● Extrait du document:

━━━━━━━━

Quelques nouvelles de par ici
 
 
    Je vais vous donner un peu des nouvelles de par ici. C'est où par ici? C'est chez moi. Enfin, je veux dire pas loin. A la rigueur juste à côté. Le décor, vous le connaissez. Il y a un village avec son clocher vaguement roman. Le presbytère transformé en gîte rural. L'épicerie où l'on vend des caramels pour les gosses et des asticots pour la pêche. Le calme règne jusqu'au milieu de l'après-midi. C'est à ce moment-là que les tracteurs ramènent les voitures de foin dans les fermes. Les travaux agricoles, cette année, quelle galère: on est passé directement de l'hiver du mois de mai à la canicule du solstice! Vers dix-huit heures, dix-huit heure trente, les gosses font des pirouettes à bécane et les ados, sur la placette, gloussent dans leurs téléphones portables sans jamais déclarer forfait. Ensuite, le boulodrome de fortune prend  doucement des allures de petit G20 provincial.

━━━━━━━━

● Données enregistrées:
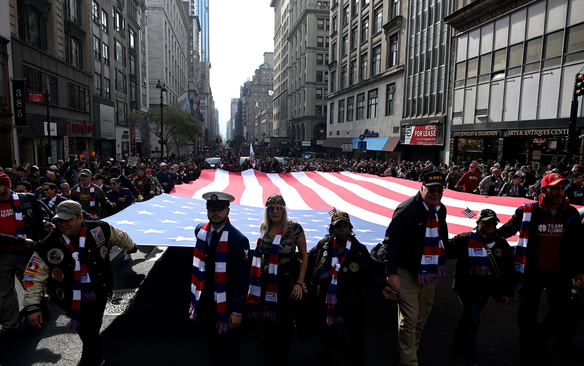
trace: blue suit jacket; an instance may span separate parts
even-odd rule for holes
[[[199,224],[197,225],[194,230],[195,235],[199,233],[203,225]],[[223,228],[223,230],[226,229],[229,230],[227,240],[227,312],[242,314],[246,310],[252,267],[249,240],[229,222],[226,222]],[[206,247],[205,285],[203,287],[203,291],[206,292],[213,290],[211,286],[215,278],[216,250],[217,248]]]

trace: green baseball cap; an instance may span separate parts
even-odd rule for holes
[[[53,218],[60,218],[62,220],[70,220],[75,215],[81,215],[81,205],[78,202],[68,200],[63,201],[57,207],[57,214]]]

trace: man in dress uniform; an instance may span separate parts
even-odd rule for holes
[[[239,364],[236,329],[241,323],[249,290],[249,240],[229,222],[231,194],[209,192],[209,222],[194,232],[190,318],[204,329],[213,364]]]
[[[135,253],[137,247],[128,234],[107,222],[85,221],[77,202],[59,204],[54,219],[57,228],[37,247],[25,273],[25,311],[30,325],[40,328],[39,304],[48,284],[52,301],[71,316],[69,327],[79,332],[80,365],[105,364],[99,329],[113,288],[110,249],[117,245]]]

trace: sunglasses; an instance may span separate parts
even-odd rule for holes
[[[266,209],[267,210],[267,212],[273,212],[276,211],[277,212],[284,212],[284,206],[273,206],[272,205],[269,205]]]

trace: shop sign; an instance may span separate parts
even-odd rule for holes
[[[569,128],[542,128],[540,130],[509,130],[507,136],[549,136],[569,135]]]
[[[405,144],[408,145],[436,145],[438,126],[423,124],[405,128]]]
[[[365,131],[363,133],[363,135],[365,137],[379,137],[379,133],[375,132],[373,130],[369,131],[369,130],[366,129]]]
[[[453,133],[454,137],[481,137],[482,136],[499,136],[498,131],[460,131]]]
[[[93,126],[83,123],[67,121],[67,135],[70,137],[92,137]]]

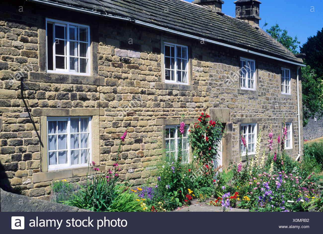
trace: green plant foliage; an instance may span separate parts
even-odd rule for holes
[[[301,53],[306,54],[304,61],[315,70],[318,77],[323,77],[323,28],[316,35],[310,36],[302,46]]]
[[[210,116],[203,113],[198,120],[189,136],[194,156],[197,160],[204,162],[216,160],[223,134],[222,124],[218,120],[210,120]]]
[[[309,65],[302,67],[303,126],[310,119],[323,116],[323,82]]]

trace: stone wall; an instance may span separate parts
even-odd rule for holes
[[[316,122],[311,119],[303,129],[304,139],[308,141],[323,137],[323,118]]]
[[[103,171],[112,166],[120,137],[129,127],[121,148],[120,176],[135,185],[155,181],[156,163],[163,155],[163,128],[179,124],[182,114],[188,124],[202,112],[222,120],[226,132],[225,167],[240,156],[242,123],[258,123],[265,147],[269,126],[273,124],[276,136],[284,116],[293,123],[293,148],[287,151],[292,157],[297,155],[295,67],[129,22],[80,17],[80,14],[49,10],[29,2],[23,12],[18,12],[20,2],[2,3],[0,8],[5,11],[0,18],[2,184],[20,186],[29,196],[46,197],[53,180],[75,182],[86,178],[87,168],[48,171],[48,116],[92,116],[92,160]],[[47,17],[70,22],[78,19],[78,23],[90,26],[91,75],[46,72]],[[165,42],[188,47],[189,85],[163,82],[161,54]],[[256,61],[255,91],[241,89],[234,79],[240,56]],[[291,95],[280,93],[282,67],[291,69]],[[26,71],[19,73],[35,94],[29,95],[24,88],[22,98],[20,79],[12,79],[23,69]]]

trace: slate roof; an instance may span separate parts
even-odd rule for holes
[[[182,0],[29,0],[57,3],[89,11],[95,6],[98,12],[105,15],[130,18],[300,63],[292,53],[261,28]]]

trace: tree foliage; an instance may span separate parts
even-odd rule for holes
[[[295,38],[293,39],[292,37],[287,34],[288,32],[287,30],[281,29],[277,24],[273,25],[269,29],[266,29],[266,31],[293,53],[297,53],[296,48],[297,44],[300,44],[300,42],[297,40],[297,36],[295,36]],[[281,34],[282,32],[283,32]]]
[[[316,71],[318,77],[323,78],[323,28],[299,48],[301,53],[306,54],[305,63]]]
[[[303,126],[316,115],[323,116],[323,82],[318,79],[315,71],[307,65],[302,67]]]

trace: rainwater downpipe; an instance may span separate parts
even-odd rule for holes
[[[296,83],[297,85],[297,120],[298,122],[298,154],[295,161],[297,161],[301,156],[301,131],[300,131],[300,118],[299,114],[299,87],[298,84],[299,68],[300,66],[297,66],[297,77],[296,78]]]

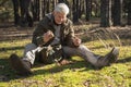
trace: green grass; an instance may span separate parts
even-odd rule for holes
[[[33,75],[17,76],[11,69],[9,57],[11,53],[23,54],[24,46],[28,39],[0,42],[0,87],[131,87],[131,46],[123,40],[120,48],[119,60],[102,70],[94,69],[79,57],[73,57],[73,64],[58,66],[36,63],[32,69]],[[106,54],[100,41],[84,44],[97,54]]]

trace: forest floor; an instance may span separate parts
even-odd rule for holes
[[[0,41],[4,40],[13,40],[13,39],[25,39],[32,38],[33,30],[36,27],[37,23],[35,23],[34,27],[20,27],[14,26],[12,22],[9,23],[0,23]],[[116,33],[120,38],[130,38],[131,37],[131,26],[116,26],[116,27],[99,27],[98,24],[79,24],[74,25],[75,35],[79,37],[86,36],[87,38],[92,38],[91,35],[95,33],[99,33],[103,30],[105,33]],[[104,36],[105,37],[105,36]]]
[[[117,63],[110,66],[96,70],[83,59],[73,57],[73,64],[36,64],[32,69],[33,75],[17,76],[9,57],[12,53],[23,55],[36,24],[34,27],[15,27],[13,23],[0,23],[0,87],[131,87],[131,26],[74,25],[75,35],[94,53],[104,55],[110,47],[120,48]]]

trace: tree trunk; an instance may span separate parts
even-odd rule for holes
[[[112,5],[112,22],[114,26],[121,25],[122,20],[122,0],[114,0]]]
[[[79,22],[79,0],[73,0],[73,23]]]
[[[90,21],[90,18],[91,18],[91,14],[92,14],[92,7],[91,7],[91,4],[92,4],[92,0],[85,0],[85,4],[86,4],[86,16],[85,16],[85,18],[86,18],[86,21]]]
[[[111,0],[100,0],[100,26],[111,26]]]
[[[128,2],[128,25],[131,25],[131,1]]]

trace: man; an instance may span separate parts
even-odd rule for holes
[[[81,39],[74,36],[72,22],[67,17],[68,13],[67,4],[57,4],[53,12],[47,14],[34,30],[33,41],[25,47],[23,59],[16,54],[10,57],[12,66],[19,74],[31,74],[35,59],[44,63],[61,63],[66,58],[79,55],[96,67],[109,65],[117,60],[117,48],[100,57],[81,45]]]

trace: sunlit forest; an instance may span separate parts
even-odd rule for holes
[[[66,3],[75,36],[94,53],[120,49],[103,69],[72,57],[66,65],[35,62],[31,76],[12,69],[10,55],[23,57],[34,29],[58,3]],[[131,87],[131,0],[0,0],[0,87]]]

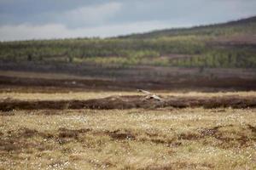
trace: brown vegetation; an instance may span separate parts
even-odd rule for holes
[[[223,97],[165,97],[164,101],[145,99],[142,95],[112,96],[88,100],[12,100],[0,102],[0,110],[47,110],[47,109],[155,109],[163,107],[186,108],[255,108],[254,96],[223,96]]]

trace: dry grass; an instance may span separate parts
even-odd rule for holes
[[[251,92],[226,92],[226,93],[175,93],[175,92],[161,92],[156,91],[161,96],[177,96],[177,97],[222,97],[222,96],[256,96],[255,91]],[[0,99],[20,99],[20,100],[72,100],[72,99],[91,99],[106,98],[109,96],[124,96],[124,95],[138,95],[142,94],[137,92],[70,92],[70,93],[0,93]]]
[[[256,110],[14,110],[0,169],[255,169]]]

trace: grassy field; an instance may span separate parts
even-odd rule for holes
[[[2,93],[0,98],[60,100],[125,94],[136,93]],[[0,169],[255,169],[255,120],[253,108],[0,111]]]

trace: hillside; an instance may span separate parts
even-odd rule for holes
[[[232,36],[235,34],[255,34],[256,16],[209,26],[194,26],[191,28],[177,28],[154,31],[148,33],[131,34],[119,37],[126,38],[156,38],[173,36]]]
[[[256,17],[112,38],[5,42],[0,61],[189,68],[256,68]]]

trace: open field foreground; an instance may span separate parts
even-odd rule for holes
[[[0,169],[256,168],[255,109],[0,113]]]

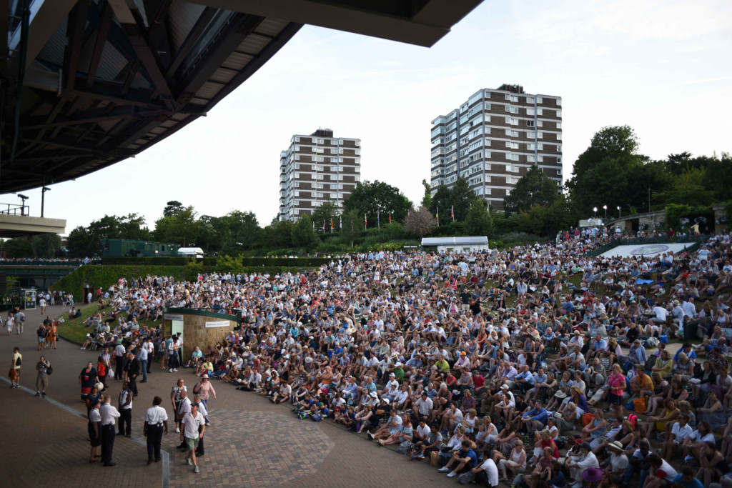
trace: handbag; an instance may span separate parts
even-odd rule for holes
[[[635,398],[633,399],[633,407],[635,411],[638,413],[645,413],[648,410],[648,407],[646,406],[646,399],[645,398]]]

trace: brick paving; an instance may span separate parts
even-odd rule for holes
[[[47,315],[58,315],[61,307],[49,307]],[[37,351],[36,320],[28,314],[22,336],[0,335],[0,364],[10,364],[12,348],[23,355],[22,386],[34,389],[34,369],[43,354],[53,366],[48,389],[49,397],[74,410],[86,413],[79,397],[78,375],[98,352],[80,350],[61,340],[57,350]],[[179,442],[173,425],[169,398],[178,378],[189,391],[198,378],[190,369],[168,373],[153,364],[146,383],[140,384],[140,396],[132,408],[132,436],[142,442],[142,416],[160,395],[169,416],[170,434],[163,448],[170,453],[170,486],[283,486],[380,487],[387,483],[421,486],[458,486],[427,463],[409,462],[391,448],[378,447],[365,438],[346,431],[329,420],[315,423],[301,421],[285,405],[274,405],[253,393],[242,392],[214,381],[217,398],[209,400],[213,425],[206,429],[206,452],[198,460],[201,472],[194,474],[175,448]],[[7,372],[4,372],[7,375]],[[108,382],[113,403],[122,386]],[[0,429],[13,442],[0,443],[0,486],[10,487],[161,487],[163,463],[146,466],[143,445],[134,440],[115,441],[117,465],[89,465],[86,422],[74,413],[44,402],[22,388],[10,389],[0,382]]]

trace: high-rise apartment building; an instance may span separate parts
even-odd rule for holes
[[[361,176],[361,140],[330,129],[294,135],[280,155],[280,219],[295,220],[326,202],[343,209]]]
[[[478,91],[432,121],[432,193],[468,180],[498,209],[532,165],[561,185],[561,97],[524,93],[519,85]]]

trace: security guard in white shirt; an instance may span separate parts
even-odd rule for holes
[[[160,442],[163,440],[163,432],[168,433],[168,413],[160,406],[163,399],[155,397],[152,400],[152,406],[145,412],[145,424],[142,428],[143,435],[147,438],[147,464],[160,460]]]
[[[102,462],[105,466],[114,466],[112,450],[114,448],[114,419],[119,418],[119,412],[110,405],[112,397],[104,397],[104,405],[99,409],[102,417]]]

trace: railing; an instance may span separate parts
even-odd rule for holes
[[[4,209],[3,207],[7,208]],[[18,203],[0,203],[0,214],[21,216],[30,215],[31,207],[28,205],[18,205]]]
[[[680,242],[693,242],[694,245],[685,247],[687,252],[693,252],[699,249],[702,242],[709,239],[709,236],[674,236],[668,237],[660,236],[657,237],[635,237],[630,239],[615,239],[611,242],[602,244],[600,247],[596,247],[591,251],[585,252],[586,256],[599,256],[603,252],[607,252],[613,247],[618,246],[642,246],[654,244],[671,244]]]

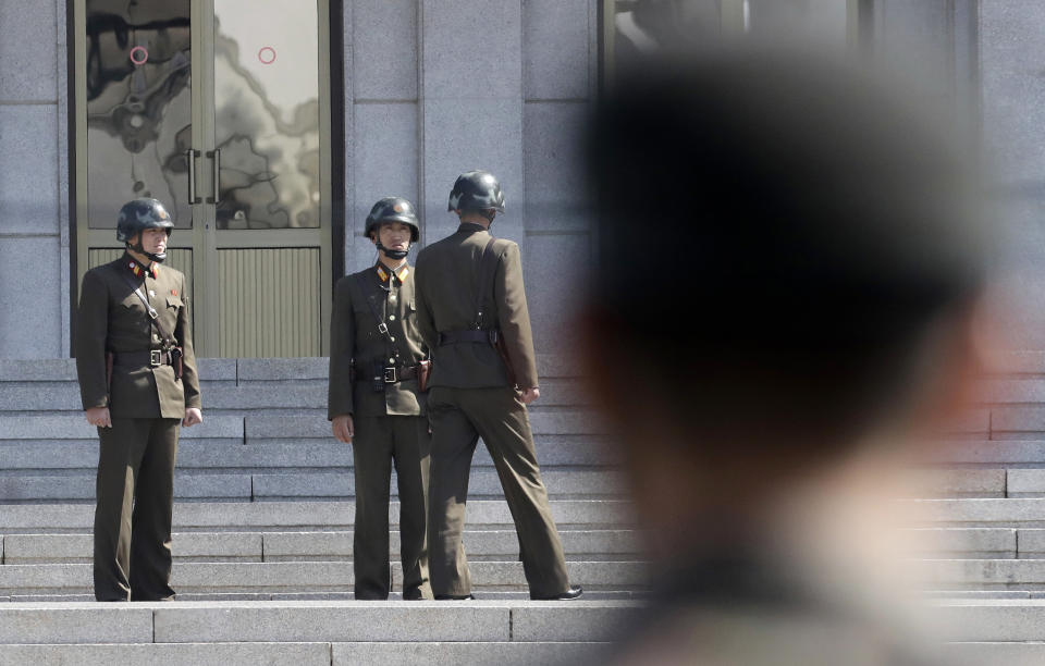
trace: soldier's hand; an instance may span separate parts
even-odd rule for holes
[[[196,423],[204,422],[204,412],[199,410],[199,407],[187,407],[185,409],[185,418],[182,419],[182,425],[185,428],[192,428]]]
[[[91,407],[84,411],[87,422],[98,428],[112,428],[112,419],[109,417],[108,407]]]
[[[339,442],[352,444],[352,437],[356,436],[355,424],[352,422],[352,415],[349,414],[334,417],[334,422],[331,424],[331,428],[334,431],[334,437],[336,437]]]

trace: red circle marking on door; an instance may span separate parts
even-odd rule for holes
[[[145,47],[134,47],[131,49],[131,62],[134,64],[145,64],[149,60],[149,50]]]
[[[275,62],[275,49],[272,47],[261,47],[261,50],[258,51],[258,60],[261,61],[261,64],[272,64]]]

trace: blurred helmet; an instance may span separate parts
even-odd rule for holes
[[[165,229],[170,236],[174,222],[157,199],[132,199],[124,203],[116,219],[116,240],[126,243],[146,229]]]
[[[501,183],[489,171],[469,171],[457,176],[446,210],[488,210],[504,212]]]
[[[370,214],[367,215],[367,227],[364,230],[364,234],[369,236],[370,232],[377,230],[382,222],[402,222],[408,225],[410,227],[410,243],[417,243],[417,239],[421,237],[414,205],[403,197],[379,199],[370,209]]]

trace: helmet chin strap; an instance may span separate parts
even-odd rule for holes
[[[378,251],[384,252],[384,256],[388,257],[389,259],[405,259],[410,251],[409,245],[406,246],[405,250],[391,250],[384,247],[383,245],[381,245],[380,240],[376,240],[374,245],[378,246]]]

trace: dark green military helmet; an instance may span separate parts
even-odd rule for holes
[[[126,243],[146,229],[165,229],[170,236],[174,222],[157,199],[132,199],[124,203],[116,219],[116,240]]]
[[[504,212],[501,183],[489,171],[469,171],[457,176],[446,210],[490,210]]]
[[[417,243],[421,237],[421,230],[418,226],[417,213],[414,211],[414,205],[403,197],[384,197],[379,199],[370,214],[367,215],[367,227],[364,234],[369,236],[382,222],[402,222],[410,227],[410,243]]]

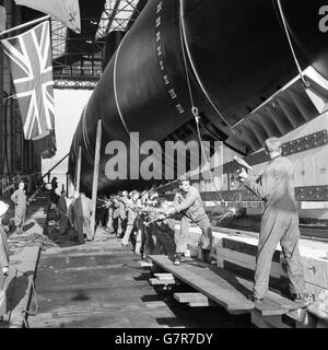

━━━━━━━━

● Consigne 1: Recopiez fidèlement le passage de l'extrait qui commence par les mots contenant « Je vais vous » et s'achève sur « petit G20 provincial. ».
● Consigne 2: D'après l'extrait, qu'est devenu le presbytère du village ?

● Réponse finale 1:
Je vais vous donner un peu des nouvelles de par ici. C'est où par ici? C'est chez moi. Enfin, je veux dire pas loin. A la rigueur juste à côté. Le décor, vous le connaissez. Il y a un village avec son clocher vaguement roman. Le presbytère transformé en gîte rural. L'épicerie où l'on vend des caramels pour les gosses et des asticots pour la pêche. Le calme règne jusqu'au milieu de l'après-midi. C'est à ce moment-là que les tracteurs ramènent les voitures de foin dans les fermes. Les travaux agricoles, cette année, quelle galère: on est passé directement de l'hiver du mois de mai à la canicule du solstice! Vers dix-huit heures, dix-huit heure trente, les gosses font des pirouettes à bécane et les ados, sur la placette, gloussent dans leurs téléphones portables sans jamais déclarer forfait. Ensuite, le boulodrome de fortune prend  doucement des allures de petit G20 provincial.

● Réponse finale 2: Il a été transformé en gîte rural.